Brief: Can you repeat every line of the items below, changing nothing?

:: Records provided

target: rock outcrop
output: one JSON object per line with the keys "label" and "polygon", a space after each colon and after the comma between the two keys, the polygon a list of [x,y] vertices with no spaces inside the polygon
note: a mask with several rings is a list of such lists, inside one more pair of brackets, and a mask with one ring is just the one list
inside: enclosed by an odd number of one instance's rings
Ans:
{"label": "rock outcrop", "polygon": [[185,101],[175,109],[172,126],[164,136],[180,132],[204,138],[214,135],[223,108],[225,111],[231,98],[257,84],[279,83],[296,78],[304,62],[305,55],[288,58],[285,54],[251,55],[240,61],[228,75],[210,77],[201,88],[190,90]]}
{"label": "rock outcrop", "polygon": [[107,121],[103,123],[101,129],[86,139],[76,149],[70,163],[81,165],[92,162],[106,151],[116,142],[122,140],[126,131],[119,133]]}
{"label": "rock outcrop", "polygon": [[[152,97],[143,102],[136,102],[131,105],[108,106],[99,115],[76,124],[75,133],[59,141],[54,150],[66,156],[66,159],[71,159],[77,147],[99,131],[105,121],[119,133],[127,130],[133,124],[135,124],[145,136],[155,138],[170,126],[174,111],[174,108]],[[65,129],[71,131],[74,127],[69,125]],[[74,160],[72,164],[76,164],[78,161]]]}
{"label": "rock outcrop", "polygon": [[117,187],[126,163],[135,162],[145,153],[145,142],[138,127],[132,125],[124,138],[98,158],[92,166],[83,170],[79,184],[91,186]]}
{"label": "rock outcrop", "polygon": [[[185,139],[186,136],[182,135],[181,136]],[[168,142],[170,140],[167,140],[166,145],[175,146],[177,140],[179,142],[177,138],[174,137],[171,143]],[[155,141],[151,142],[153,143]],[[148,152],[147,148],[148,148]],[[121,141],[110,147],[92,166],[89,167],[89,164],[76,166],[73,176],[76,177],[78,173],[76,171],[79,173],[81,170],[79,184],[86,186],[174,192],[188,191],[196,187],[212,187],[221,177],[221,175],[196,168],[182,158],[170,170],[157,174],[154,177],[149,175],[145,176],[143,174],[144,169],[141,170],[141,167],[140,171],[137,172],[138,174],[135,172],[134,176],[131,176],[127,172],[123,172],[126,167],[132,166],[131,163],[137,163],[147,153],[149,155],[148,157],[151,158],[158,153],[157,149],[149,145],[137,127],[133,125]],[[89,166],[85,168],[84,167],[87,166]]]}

::::

Response to the task:
target: rock outcrop
output: one JSON object per line with the keys "label" and "polygon", a space after each colon and after the comma between the two keys, the polygon a list of [x,y] vertices with no spaces inside the polygon
note: a mask with several rings is a list of such lists, inside one more pair of brackets, and a mask with one ring is just the one list
inside: enclosed by an odd number of one instance's rings
Ans:
{"label": "rock outcrop", "polygon": [[185,101],[175,109],[172,126],[164,136],[180,132],[204,138],[214,135],[223,108],[225,111],[231,98],[257,84],[279,83],[296,78],[304,62],[305,55],[288,58],[285,54],[251,55],[240,61],[228,75],[210,77],[201,88],[190,90]]}
{"label": "rock outcrop", "polygon": [[107,121],[103,123],[101,129],[86,139],[76,149],[70,163],[81,165],[92,162],[106,151],[116,142],[122,140],[126,131],[119,133]]}
{"label": "rock outcrop", "polygon": [[[152,97],[143,102],[136,102],[131,105],[108,106],[99,115],[76,124],[75,133],[59,141],[54,150],[66,156],[66,159],[71,159],[77,147],[99,131],[105,121],[119,133],[127,130],[133,124],[135,124],[145,136],[155,138],[170,126],[174,111],[174,108]],[[65,129],[71,131],[74,127],[69,125]],[[74,160],[72,164],[76,164],[78,161]]]}
{"label": "rock outcrop", "polygon": [[117,187],[126,163],[135,162],[145,153],[145,142],[138,127],[132,125],[124,138],[98,158],[92,166],[83,170],[79,184],[91,186]]}
{"label": "rock outcrop", "polygon": [[[185,139],[186,136],[182,135],[181,136]],[[168,142],[170,140],[167,140],[166,145],[175,146],[177,140],[179,142],[177,138],[174,137],[171,143]],[[155,141],[151,142],[153,143]],[[148,152],[147,148],[148,148]],[[121,141],[110,147],[92,166],[89,167],[89,164],[76,166],[73,176],[76,177],[78,173],[76,171],[79,173],[81,170],[79,184],[86,186],[174,192],[188,191],[196,187],[212,187],[221,177],[221,175],[196,168],[182,158],[170,170],[157,174],[154,177],[149,175],[145,176],[143,174],[144,169],[141,170],[141,167],[140,171],[137,172],[138,174],[135,172],[134,176],[131,176],[127,172],[123,172],[126,167],[132,166],[131,163],[137,163],[147,153],[149,155],[148,157],[151,158],[158,153],[157,149],[149,145],[137,127],[133,125]],[[89,166],[85,168],[84,167],[87,166]]]}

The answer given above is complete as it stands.